START Data extracts

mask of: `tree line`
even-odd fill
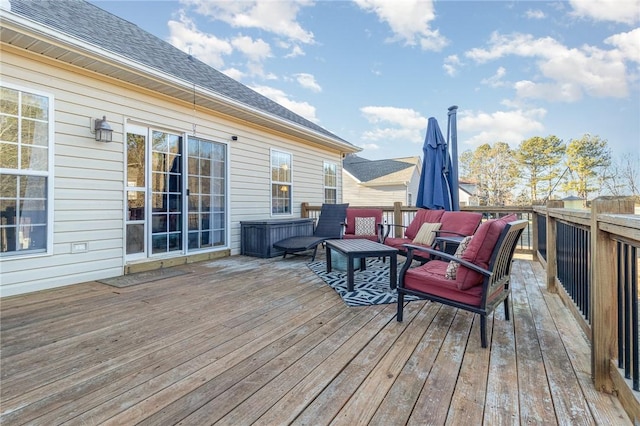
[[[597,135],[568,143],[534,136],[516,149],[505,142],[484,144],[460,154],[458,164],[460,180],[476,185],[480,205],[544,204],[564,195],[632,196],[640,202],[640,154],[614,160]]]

END Data extracts
START Data extracts

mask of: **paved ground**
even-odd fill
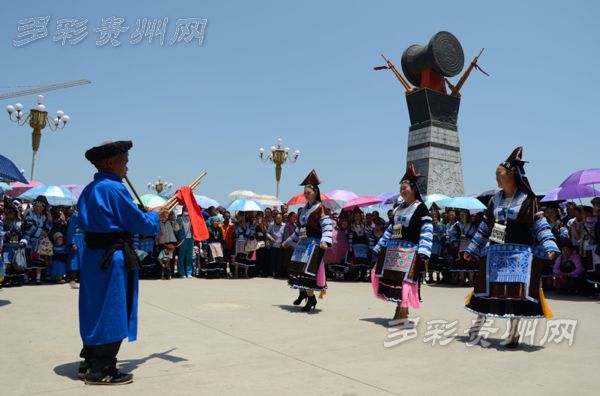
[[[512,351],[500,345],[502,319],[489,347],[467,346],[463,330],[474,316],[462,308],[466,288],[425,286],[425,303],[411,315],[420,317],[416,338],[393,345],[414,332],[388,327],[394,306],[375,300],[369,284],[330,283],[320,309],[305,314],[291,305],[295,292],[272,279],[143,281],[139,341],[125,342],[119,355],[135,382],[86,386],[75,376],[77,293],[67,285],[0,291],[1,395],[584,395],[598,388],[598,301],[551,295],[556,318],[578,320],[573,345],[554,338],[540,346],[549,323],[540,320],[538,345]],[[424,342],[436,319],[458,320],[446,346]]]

END Data extracts

For the word "mask", find every line in the data that holds it and copy that line.

■ Answer to the problem
mask of: `tree line`
mask of: **paved ground**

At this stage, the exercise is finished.